[Data entries]
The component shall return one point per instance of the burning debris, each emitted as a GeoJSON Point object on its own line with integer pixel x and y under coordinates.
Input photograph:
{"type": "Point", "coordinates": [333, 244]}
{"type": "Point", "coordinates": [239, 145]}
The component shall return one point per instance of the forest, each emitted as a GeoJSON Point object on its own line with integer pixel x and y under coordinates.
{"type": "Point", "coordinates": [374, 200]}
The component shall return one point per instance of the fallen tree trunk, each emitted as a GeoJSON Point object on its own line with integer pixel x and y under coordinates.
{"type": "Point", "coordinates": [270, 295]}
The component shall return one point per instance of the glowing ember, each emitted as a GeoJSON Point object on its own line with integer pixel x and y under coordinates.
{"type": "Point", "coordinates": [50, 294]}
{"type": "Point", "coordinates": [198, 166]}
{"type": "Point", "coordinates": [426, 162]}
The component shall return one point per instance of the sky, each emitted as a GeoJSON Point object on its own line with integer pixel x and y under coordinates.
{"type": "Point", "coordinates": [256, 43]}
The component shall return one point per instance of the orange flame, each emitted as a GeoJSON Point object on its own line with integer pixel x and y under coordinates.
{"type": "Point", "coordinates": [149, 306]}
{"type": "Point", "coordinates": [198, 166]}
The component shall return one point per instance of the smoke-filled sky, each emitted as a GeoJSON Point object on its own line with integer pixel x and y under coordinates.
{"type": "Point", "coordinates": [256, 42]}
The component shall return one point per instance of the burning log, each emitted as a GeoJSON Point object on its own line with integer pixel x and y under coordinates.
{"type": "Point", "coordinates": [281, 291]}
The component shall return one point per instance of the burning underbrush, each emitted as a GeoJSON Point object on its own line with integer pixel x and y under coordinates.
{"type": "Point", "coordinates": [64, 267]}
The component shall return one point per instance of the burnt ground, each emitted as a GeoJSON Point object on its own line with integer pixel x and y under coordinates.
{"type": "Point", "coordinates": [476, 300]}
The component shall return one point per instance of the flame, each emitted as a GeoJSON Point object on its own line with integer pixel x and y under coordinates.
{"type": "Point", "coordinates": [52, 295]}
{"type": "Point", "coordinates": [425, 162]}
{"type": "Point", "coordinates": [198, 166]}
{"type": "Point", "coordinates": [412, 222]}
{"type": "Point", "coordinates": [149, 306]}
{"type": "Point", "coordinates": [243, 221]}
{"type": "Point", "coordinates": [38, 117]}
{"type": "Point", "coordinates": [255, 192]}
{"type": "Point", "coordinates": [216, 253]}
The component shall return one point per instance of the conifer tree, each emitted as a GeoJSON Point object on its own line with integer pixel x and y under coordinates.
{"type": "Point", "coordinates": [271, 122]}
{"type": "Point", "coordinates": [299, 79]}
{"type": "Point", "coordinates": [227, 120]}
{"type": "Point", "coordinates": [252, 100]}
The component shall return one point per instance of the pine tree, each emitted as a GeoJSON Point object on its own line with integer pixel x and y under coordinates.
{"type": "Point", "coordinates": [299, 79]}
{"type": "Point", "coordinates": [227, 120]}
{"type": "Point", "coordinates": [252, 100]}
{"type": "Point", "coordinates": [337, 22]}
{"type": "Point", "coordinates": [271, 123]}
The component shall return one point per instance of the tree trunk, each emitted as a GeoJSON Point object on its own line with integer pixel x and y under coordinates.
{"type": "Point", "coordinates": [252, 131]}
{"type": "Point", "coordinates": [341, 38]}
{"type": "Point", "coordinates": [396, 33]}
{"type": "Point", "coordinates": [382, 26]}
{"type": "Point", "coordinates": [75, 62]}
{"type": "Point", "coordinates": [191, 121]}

### GOAL OF THE EXERCISE
The full data must appear again, retyped in every detail.

### ANSWER FOR THIS EXERCISE
The component shall return one point per instance of the burning debris, each emitted as a GeoJSON Point object on its own line with integer pixel x and y under coordinates.
Input photograph:
{"type": "Point", "coordinates": [333, 244]}
{"type": "Point", "coordinates": [239, 145]}
The component shall return one point per instance of the forest, each emitted as a GeoJSON Point object on its own line with integer pixel x and y under coordinates.
{"type": "Point", "coordinates": [374, 200]}
The component shall return one point per instance of the fallen tree trunk, each emitted as a GeoJSON Point object on its own line with integer pixel x and y under coordinates.
{"type": "Point", "coordinates": [270, 295]}
The component shall return one point per instance of the glowing ember, each emitted as a GeoJSON Point object on its own line with integer pixel x and y under coordinates.
{"type": "Point", "coordinates": [50, 294]}
{"type": "Point", "coordinates": [198, 166]}
{"type": "Point", "coordinates": [426, 162]}
The component shall return one point per instance of the sky, each emitted as a GeoJSON Point object on its own line with integer pixel x and y under coordinates.
{"type": "Point", "coordinates": [256, 43]}
The component shall return one point per instance of the orange flame, each emitted as a GeoJSON Point object on its own line with integer pixel x and y under coordinates.
{"type": "Point", "coordinates": [149, 306]}
{"type": "Point", "coordinates": [198, 166]}
The component shall return one point per instance of the smoke-filled sky, each emitted as a GeoJSON Point object on its own line with integer pixel x and y under coordinates.
{"type": "Point", "coordinates": [256, 42]}
The component shall return one point per instance of the burning log, each emitted as a GeoJSON Point object on its own line with integer pixel x and y under coordinates.
{"type": "Point", "coordinates": [281, 291]}
The component shall return one point per instance of the burning underbrush, each emitted as a GeoJSON Point object on its own line with integer pixel x and y under coordinates.
{"type": "Point", "coordinates": [64, 267]}
The component shall return one point per instance of the burnt ground, each emitted as a GeoJSON Point object on its own line with integer pixel x and y under coordinates.
{"type": "Point", "coordinates": [476, 300]}
The component shall return one point per instance of the flame, each emitted as a GeoJSON Point object on its own line with integer pixel x and y under coordinates.
{"type": "Point", "coordinates": [52, 295]}
{"type": "Point", "coordinates": [425, 162]}
{"type": "Point", "coordinates": [198, 166]}
{"type": "Point", "coordinates": [412, 222]}
{"type": "Point", "coordinates": [149, 306]}
{"type": "Point", "coordinates": [243, 221]}
{"type": "Point", "coordinates": [38, 117]}
{"type": "Point", "coordinates": [255, 192]}
{"type": "Point", "coordinates": [216, 253]}
The component shall return one point per instance of the conifer tree, each emitted as a GeoJSON Point object on its own line with integer pixel x and y under coordinates.
{"type": "Point", "coordinates": [271, 122]}
{"type": "Point", "coordinates": [299, 79]}
{"type": "Point", "coordinates": [227, 120]}
{"type": "Point", "coordinates": [252, 100]}
The component shall return one point per instance of the pine tree, each emitted as a GeoJSON Point object on its own line with integer pixel x and y under coordinates.
{"type": "Point", "coordinates": [299, 79]}
{"type": "Point", "coordinates": [227, 120]}
{"type": "Point", "coordinates": [252, 100]}
{"type": "Point", "coordinates": [337, 22]}
{"type": "Point", "coordinates": [271, 123]}
The component shall return one point per instance of the tree trunk, each emitted as a GeoJSON Point object on its own line with integer pixel x and y under coordinates.
{"type": "Point", "coordinates": [252, 131]}
{"type": "Point", "coordinates": [341, 38]}
{"type": "Point", "coordinates": [396, 33]}
{"type": "Point", "coordinates": [382, 26]}
{"type": "Point", "coordinates": [75, 62]}
{"type": "Point", "coordinates": [191, 121]}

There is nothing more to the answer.